● **What to do**: Find each line in the items that contains the word "rail" and copy it out.

● **Data excerpts**:
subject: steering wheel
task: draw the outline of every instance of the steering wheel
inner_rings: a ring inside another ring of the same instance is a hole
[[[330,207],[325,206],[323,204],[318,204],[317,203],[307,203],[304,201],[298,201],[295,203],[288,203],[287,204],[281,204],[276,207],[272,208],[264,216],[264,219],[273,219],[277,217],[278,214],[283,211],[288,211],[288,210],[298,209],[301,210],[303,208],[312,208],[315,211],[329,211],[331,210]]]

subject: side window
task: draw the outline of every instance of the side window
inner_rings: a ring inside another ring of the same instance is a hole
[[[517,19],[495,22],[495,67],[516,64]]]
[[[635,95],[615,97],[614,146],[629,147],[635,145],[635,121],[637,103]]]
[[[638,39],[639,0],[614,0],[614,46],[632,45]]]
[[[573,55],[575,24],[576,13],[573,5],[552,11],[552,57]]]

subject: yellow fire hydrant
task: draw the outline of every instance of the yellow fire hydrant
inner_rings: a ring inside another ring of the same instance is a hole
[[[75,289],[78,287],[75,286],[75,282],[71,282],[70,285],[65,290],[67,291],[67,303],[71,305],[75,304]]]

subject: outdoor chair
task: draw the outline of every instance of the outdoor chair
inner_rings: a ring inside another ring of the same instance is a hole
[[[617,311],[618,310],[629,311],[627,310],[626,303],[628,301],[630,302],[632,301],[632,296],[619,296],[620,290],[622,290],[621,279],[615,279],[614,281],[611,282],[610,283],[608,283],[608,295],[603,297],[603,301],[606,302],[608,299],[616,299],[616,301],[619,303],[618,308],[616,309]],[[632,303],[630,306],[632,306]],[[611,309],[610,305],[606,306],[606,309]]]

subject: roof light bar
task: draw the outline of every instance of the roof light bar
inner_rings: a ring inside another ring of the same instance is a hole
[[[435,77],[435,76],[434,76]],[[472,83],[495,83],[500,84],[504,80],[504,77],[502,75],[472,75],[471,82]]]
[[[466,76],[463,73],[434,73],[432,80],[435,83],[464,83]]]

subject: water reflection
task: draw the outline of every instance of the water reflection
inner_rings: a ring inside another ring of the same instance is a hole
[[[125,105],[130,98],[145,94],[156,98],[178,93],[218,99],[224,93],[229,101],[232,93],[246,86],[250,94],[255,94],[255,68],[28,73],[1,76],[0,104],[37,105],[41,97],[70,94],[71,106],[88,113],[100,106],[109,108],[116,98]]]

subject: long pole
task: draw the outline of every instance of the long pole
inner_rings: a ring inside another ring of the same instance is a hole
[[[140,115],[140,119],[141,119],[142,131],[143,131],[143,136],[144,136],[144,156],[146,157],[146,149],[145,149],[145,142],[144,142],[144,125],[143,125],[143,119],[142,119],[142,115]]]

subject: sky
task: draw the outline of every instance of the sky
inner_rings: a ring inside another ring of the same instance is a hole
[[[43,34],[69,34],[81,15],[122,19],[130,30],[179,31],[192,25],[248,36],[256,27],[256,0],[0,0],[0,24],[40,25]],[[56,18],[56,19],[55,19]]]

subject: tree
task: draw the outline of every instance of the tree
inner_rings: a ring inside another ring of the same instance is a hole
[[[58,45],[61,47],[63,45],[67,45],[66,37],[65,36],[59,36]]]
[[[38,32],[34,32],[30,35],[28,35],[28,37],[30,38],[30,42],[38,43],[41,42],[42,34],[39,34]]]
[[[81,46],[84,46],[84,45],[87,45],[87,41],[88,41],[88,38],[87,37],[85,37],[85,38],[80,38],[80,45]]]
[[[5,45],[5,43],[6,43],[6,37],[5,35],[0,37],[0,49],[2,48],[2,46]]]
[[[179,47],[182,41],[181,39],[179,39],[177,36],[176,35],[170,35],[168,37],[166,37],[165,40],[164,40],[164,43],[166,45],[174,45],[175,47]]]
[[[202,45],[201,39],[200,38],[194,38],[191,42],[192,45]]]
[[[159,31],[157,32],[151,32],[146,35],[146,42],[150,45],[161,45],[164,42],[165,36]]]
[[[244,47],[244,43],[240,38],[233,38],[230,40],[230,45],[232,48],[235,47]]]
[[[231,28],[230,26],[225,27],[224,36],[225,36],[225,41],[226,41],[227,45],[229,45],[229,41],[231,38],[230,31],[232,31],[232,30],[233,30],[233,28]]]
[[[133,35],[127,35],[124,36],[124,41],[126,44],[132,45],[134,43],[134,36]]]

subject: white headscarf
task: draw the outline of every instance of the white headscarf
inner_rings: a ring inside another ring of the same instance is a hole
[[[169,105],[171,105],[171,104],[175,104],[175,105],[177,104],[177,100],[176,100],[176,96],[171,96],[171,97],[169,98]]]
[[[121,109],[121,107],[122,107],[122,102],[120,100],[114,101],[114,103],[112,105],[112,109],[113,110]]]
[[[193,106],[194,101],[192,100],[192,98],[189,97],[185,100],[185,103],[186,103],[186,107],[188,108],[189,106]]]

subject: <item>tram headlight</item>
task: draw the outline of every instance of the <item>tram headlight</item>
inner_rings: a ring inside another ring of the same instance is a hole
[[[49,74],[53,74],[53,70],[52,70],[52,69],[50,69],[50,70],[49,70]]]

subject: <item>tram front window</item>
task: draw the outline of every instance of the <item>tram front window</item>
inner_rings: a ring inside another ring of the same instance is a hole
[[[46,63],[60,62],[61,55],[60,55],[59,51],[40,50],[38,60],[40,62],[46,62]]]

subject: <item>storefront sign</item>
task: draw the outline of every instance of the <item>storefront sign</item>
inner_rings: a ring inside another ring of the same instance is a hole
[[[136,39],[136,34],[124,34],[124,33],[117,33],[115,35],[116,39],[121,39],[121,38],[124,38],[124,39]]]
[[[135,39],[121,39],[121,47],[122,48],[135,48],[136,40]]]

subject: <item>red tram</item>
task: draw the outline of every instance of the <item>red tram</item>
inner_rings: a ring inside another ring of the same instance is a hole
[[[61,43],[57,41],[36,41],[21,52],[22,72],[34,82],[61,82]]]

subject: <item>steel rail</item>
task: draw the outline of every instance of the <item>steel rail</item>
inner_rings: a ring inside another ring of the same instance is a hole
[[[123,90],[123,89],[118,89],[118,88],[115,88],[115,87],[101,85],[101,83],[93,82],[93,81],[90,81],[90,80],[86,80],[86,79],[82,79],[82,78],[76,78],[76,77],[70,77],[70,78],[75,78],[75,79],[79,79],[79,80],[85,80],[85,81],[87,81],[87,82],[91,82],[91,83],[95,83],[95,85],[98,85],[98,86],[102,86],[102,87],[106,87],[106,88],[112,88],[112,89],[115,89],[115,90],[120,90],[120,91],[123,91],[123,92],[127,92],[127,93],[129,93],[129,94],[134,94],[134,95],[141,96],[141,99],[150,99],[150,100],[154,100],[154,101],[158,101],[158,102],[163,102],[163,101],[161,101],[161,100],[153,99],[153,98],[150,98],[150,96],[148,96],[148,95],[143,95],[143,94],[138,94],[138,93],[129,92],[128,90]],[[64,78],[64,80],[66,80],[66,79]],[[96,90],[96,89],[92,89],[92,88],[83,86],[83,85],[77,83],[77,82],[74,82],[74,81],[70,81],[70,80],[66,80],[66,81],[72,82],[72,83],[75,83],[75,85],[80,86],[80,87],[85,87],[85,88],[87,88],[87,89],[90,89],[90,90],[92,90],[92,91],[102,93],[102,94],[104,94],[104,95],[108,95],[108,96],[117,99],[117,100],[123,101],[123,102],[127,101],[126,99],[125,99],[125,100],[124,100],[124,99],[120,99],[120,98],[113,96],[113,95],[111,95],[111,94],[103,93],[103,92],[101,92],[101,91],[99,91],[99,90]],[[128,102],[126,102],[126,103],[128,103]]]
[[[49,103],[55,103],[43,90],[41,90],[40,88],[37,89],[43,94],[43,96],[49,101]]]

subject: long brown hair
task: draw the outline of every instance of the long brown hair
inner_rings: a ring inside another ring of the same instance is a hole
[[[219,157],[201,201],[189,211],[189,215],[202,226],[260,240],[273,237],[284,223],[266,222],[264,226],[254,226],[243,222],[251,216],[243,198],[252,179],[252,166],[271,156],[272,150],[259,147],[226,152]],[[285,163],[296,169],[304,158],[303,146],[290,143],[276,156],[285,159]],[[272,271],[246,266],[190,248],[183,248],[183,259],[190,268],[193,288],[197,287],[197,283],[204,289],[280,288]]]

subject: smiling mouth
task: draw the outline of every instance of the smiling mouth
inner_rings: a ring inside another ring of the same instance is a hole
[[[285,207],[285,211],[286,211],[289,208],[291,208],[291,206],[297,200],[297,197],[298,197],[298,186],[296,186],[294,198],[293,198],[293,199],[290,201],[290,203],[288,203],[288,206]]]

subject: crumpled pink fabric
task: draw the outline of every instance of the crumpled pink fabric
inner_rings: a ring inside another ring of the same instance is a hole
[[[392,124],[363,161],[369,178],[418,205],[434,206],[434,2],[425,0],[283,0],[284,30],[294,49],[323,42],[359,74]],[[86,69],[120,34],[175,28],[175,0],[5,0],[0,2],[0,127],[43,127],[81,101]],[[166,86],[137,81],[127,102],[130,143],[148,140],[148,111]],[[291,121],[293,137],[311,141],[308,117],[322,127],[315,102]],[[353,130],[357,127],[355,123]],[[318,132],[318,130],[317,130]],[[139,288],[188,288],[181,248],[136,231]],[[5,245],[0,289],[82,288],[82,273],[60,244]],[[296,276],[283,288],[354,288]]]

● **Answer to this exercise**:
subject: <item>steel rail</item>
task: draw the outline of every instance of the <item>steel rail</item>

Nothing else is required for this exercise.